→ Given task
Return the blog post below about getting braces, copying it in full exactly as it appears.

→ Document excerpt
Sunday, May 28, 2006

thoughts

okay.. no fancy msg or creatively crafted posts today..
but i just wanna pen how i feel and all for the pass weeks.. =)

ok, its no more miss whitey smile anymore.. but miss bracey face.
i just had my braces on, unknowingly..
ok, i just wasnt prepared.. i thot i would be there for ONLY an extraction but then he started drawing my teeth and pasting some small pieces of brackets on them... then in my heart, i thot, "uh oh.... so is it....?" anyway, it was!
my heart was palpitating, tremendously.
at tt time, the radio was playing Simple plan's "untitled" too.. so it just added on to the miserable mood... '.... And I can't stand the pain.. And I can't make it go away.. No I can't stand the pain..... I just wanna scream How could this happen to me...'
indeed, just how i felt.. not completely though..
lol cos it didnt turn out like that bad.. i asked for it, didnt i?

but well, indeed it was a pain. However, pain isnt my life, pain isnt everything...

→ Information shown

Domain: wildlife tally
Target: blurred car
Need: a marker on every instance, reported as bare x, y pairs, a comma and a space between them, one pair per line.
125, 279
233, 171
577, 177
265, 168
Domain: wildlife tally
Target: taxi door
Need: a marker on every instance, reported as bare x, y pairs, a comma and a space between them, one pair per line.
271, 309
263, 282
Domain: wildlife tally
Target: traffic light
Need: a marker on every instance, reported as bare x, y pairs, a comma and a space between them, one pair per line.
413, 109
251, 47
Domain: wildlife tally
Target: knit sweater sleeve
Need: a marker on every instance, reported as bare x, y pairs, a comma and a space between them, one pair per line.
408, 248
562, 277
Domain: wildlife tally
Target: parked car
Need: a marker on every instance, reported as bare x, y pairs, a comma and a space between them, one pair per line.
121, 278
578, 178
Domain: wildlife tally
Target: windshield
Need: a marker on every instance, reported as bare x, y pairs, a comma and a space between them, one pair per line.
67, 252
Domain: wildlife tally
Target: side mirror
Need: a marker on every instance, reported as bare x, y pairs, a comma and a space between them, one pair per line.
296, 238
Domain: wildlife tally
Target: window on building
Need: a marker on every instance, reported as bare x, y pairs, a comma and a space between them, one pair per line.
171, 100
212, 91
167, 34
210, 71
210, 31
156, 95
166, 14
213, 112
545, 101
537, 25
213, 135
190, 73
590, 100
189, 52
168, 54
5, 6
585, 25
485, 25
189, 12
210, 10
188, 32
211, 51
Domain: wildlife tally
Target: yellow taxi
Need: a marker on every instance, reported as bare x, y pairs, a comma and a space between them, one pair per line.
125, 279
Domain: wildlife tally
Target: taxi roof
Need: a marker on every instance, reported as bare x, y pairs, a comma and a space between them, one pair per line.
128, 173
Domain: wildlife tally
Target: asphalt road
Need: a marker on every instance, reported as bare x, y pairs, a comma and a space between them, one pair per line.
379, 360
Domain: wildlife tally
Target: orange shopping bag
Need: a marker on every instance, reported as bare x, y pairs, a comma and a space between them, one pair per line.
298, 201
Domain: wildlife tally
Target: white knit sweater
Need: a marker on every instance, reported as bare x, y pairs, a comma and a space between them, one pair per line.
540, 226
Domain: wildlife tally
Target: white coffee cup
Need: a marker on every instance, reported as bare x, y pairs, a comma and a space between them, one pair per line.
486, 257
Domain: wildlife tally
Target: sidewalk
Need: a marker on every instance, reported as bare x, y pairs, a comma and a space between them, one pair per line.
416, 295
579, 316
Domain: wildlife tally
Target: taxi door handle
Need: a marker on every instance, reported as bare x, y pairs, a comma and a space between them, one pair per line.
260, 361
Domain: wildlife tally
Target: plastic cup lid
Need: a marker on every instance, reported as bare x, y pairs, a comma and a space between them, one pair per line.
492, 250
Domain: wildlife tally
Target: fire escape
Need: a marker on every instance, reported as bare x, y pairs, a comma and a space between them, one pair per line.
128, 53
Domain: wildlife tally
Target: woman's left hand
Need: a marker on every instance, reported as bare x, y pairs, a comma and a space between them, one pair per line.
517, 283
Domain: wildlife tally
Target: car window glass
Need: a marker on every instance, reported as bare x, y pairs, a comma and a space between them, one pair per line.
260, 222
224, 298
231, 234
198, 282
--
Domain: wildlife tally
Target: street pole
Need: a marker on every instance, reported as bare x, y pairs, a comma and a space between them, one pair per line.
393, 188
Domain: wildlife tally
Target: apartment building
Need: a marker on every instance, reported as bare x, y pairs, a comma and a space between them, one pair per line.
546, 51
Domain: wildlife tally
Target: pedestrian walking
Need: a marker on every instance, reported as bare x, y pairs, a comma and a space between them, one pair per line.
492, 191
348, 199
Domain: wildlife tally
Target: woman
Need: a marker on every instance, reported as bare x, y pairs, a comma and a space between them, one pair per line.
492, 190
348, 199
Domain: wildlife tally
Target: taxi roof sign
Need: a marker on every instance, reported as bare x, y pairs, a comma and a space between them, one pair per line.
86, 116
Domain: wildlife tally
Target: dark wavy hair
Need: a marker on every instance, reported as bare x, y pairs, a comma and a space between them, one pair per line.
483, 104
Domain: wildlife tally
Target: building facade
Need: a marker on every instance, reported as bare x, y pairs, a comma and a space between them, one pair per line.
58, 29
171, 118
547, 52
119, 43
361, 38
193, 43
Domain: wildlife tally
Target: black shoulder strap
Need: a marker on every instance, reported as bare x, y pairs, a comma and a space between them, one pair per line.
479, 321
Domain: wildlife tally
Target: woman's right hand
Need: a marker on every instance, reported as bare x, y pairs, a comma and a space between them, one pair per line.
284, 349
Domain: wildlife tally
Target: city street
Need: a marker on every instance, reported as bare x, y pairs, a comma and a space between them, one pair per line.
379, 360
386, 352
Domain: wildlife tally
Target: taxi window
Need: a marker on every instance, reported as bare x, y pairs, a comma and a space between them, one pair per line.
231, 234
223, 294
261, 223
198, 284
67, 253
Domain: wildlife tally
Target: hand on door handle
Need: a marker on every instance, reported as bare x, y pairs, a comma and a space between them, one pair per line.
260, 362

→ Full response
Sunday, May 28, 2006

thoughts

okay.. no fancy msg or creatively crafted posts today..
but i just wanna pen how i feel and all for the pass weeks.. =)

ok, its no more miss whitey smile anymore.. but miss bracey face.
i just had my braces on, unknowingly..
ok, i just wasnt prepared.. i thot i would be there for ONLY an extraction but then he started drawing my teeth and pasting some small pieces of brackets on them... then in my heart, i thot, "uh oh.... so is it....?" anyway, it was!
my heart was palpitating, tremendously.
at tt time, the radio was playing Simple plan's "untitled" too.. so it just added on to the miserable mood... '.... And I can't stand the pain.. And I can't make it go away.. No I can't stand the pain..... I just wanna scream How could this happen to me...'
indeed, just how i felt.. not completely though..
lol cos it didnt turn out like that bad.. i asked for it, didnt i?

but well, indeed it was a pain. However, pain isnt my life, pain isnt everything...